REQUIREMENT 1. In the Milan models article, switch "catwalks" to "runways" and give the part from "Milan Mayor Letitia" up to and including "happy impose one.".
REQUIREMENT 2.
Answer these questions from the Milan models article:
(a) What happened at the Madrid Fashion Week a fortnight earlier?
(b) Who is chairman of the Italian National Chamber of Fashion?
(c) How did New York fashion consultant David Wolf describe the whole controversy?

Avenging Angel

Milan’s Mayor Letitia Moretti is Leading the Charge in Defense of Female Honor

Dardis McNamee
Oct 01, 2006

Milan Mayor Letitia Moratti is tired of seeing emaciated models staggering down the catwalks of the world fashion capital. In the wake of the first-ever ban at the Madrid Fashion Week a fortnight earlier, she – like an avenging angel leading the charge to defend female honor – took on the entire Italian fashion industry.

"Sick-looking" models are out.

"Unless a mature solution is found," she told a Milanese newspaper, the city government would be happy impose one.

Not surprisingly, leaders in the fashion industry protest their innocence, with a remarkable parade of illogic.

Mario Boselli, chairman of the Italian National Chamber of Fashion dismissed the problem saying that, anyway, the "waif look" was passe. "We don’t need regulations," he told the International Herald Tribune (IHT), apparently with a straight face. "We only need to depend on the good sense of Italian modeling agencies" – the same good sense, presumably, that has proved so reliable thus far.  New York fashion consultant David Wolf dismissed the whole controversy as a "media rehash of an old story," calling the Madrid ban "meaningless thus far."

"Yes some models look positively malnourished. This is not real news," he told the IHT.

No, of course not. And that’s the point.  Skinny models are the norm and have been for a long time. In page after page of glossy advertising, in frame after relentless frame of the idealized world of film and television, women are indoctrinated with images of surreal beauty that become standard through repetition.  And as a result, most women feel deeply inadequate.

SUPPLIED RECORDS.
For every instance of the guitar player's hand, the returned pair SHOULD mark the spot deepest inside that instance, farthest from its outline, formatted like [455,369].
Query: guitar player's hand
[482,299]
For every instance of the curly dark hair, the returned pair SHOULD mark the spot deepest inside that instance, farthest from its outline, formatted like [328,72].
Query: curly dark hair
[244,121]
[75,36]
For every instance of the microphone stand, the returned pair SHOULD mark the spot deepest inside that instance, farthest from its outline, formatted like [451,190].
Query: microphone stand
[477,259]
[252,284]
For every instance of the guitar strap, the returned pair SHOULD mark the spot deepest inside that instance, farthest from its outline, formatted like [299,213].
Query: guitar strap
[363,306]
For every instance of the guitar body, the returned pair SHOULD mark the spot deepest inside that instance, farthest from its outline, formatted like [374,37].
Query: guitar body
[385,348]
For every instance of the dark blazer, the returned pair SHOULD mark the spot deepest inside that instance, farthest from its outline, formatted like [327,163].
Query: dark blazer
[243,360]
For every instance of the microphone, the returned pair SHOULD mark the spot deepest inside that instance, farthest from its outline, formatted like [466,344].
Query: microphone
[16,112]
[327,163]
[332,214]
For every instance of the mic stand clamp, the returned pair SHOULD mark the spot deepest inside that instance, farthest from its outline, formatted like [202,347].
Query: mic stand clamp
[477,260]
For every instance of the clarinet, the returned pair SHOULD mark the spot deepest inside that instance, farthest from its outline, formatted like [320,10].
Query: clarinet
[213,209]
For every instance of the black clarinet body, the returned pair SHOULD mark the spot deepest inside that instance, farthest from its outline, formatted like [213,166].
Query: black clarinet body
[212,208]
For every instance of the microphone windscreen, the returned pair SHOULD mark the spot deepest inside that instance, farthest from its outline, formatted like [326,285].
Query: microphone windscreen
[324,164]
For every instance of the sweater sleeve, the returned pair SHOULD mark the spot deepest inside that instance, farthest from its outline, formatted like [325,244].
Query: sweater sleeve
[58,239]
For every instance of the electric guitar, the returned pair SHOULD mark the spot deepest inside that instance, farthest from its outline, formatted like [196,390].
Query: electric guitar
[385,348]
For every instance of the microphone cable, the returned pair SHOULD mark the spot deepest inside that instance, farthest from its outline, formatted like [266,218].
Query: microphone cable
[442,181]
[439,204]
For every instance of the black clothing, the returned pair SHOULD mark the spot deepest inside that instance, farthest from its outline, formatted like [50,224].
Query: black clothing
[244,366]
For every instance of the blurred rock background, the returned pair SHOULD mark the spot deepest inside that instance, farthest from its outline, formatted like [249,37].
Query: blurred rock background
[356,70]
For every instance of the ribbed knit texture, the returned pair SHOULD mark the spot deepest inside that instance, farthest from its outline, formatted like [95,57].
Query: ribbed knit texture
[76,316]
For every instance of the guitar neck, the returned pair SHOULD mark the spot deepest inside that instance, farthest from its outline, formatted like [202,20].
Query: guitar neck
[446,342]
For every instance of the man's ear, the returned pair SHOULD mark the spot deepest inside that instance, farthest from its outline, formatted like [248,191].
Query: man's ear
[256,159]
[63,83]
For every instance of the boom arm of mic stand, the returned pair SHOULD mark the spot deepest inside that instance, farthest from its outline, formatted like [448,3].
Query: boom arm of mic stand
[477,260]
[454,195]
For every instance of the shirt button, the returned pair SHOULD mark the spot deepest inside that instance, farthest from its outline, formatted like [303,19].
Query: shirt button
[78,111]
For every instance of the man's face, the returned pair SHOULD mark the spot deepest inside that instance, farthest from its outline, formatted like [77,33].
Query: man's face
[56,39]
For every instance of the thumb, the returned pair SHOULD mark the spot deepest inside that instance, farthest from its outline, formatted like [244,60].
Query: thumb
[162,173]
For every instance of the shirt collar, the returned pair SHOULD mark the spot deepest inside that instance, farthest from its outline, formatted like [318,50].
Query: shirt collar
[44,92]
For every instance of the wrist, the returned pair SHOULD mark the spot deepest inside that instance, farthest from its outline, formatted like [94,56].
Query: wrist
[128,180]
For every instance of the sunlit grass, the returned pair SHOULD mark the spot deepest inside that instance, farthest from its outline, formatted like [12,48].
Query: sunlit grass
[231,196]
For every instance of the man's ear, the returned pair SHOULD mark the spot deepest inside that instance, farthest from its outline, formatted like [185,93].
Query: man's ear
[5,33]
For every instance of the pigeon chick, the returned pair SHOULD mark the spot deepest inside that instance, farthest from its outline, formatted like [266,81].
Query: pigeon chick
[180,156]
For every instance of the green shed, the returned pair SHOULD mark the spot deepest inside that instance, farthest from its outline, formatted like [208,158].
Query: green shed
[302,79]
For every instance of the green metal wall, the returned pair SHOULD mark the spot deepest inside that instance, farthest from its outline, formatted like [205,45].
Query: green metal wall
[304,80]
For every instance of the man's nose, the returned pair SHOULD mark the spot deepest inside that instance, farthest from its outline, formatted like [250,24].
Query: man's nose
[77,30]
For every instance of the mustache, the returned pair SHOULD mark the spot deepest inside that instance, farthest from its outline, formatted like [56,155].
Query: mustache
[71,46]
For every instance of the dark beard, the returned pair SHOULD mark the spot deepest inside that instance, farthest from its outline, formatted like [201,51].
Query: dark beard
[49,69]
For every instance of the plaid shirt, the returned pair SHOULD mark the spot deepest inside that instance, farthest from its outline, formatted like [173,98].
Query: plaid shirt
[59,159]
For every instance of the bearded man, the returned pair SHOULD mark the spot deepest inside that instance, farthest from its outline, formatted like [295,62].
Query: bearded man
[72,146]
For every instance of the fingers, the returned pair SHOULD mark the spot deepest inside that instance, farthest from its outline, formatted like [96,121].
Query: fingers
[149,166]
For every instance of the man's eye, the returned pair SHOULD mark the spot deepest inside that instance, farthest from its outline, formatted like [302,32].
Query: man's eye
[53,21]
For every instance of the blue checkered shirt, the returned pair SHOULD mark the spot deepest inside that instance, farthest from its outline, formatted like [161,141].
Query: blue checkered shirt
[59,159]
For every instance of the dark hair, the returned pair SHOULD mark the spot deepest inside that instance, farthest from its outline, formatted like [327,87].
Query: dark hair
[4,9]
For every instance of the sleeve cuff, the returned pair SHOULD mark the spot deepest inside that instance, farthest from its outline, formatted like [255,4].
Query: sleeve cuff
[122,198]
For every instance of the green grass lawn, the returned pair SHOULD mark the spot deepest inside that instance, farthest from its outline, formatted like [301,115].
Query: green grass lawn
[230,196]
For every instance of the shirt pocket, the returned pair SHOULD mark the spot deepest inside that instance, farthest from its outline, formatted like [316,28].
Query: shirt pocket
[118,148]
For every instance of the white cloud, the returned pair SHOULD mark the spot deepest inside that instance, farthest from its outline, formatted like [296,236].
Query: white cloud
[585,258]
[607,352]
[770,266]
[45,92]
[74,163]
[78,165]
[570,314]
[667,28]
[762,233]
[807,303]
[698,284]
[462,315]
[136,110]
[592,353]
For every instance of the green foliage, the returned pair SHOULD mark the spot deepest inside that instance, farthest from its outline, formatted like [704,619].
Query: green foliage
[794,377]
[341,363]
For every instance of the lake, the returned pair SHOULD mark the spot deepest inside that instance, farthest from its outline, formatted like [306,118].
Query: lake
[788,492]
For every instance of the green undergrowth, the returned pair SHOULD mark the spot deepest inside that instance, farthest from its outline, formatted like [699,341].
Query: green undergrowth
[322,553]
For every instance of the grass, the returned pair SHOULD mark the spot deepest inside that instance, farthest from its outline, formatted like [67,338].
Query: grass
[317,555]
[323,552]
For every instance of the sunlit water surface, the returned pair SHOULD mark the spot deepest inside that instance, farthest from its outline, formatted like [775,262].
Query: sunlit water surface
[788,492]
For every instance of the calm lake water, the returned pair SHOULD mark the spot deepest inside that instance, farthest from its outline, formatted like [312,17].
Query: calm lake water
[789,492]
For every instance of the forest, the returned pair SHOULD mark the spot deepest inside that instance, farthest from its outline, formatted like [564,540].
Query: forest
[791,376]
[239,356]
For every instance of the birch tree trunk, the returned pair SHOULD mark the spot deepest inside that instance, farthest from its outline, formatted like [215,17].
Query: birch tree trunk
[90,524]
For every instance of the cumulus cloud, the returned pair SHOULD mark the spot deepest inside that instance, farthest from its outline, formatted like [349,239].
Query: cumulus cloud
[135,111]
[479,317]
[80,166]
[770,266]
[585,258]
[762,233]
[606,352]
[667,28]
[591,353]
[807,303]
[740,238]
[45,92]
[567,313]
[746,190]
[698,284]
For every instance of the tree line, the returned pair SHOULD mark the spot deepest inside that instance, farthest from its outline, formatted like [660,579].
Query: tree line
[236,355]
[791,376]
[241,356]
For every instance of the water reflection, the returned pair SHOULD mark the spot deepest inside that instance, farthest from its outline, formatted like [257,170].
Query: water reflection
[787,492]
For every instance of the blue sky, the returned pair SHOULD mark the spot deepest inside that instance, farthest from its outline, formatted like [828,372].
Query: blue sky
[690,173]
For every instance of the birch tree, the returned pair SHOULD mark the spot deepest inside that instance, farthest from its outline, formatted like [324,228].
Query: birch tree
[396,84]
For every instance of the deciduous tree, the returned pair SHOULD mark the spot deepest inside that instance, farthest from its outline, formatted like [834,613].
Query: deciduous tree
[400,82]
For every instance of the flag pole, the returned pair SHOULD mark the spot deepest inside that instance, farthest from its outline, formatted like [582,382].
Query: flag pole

PROBLEM SOLUTION 1.
Milan Mayor Letitia Moratti is tired of seeing emaciated models staggering down the runways of the world fashion capital. In the wake of the first-ever ban at the Madrid Fashion Week a fortnight earlier, she – like an avenging angel leading the charge to defend female honor – took on the entire Italian fashion industry.

"Sick-looking" models are out.

"Unless a mature solution is found," she told a Milanese newspaper, the city government would be happy impose one.

PROBLEM SOLUTION 2.
(a) It held the first-ever ban.
(b) Mario Boselli.
(c) As a "media rehash of an old story."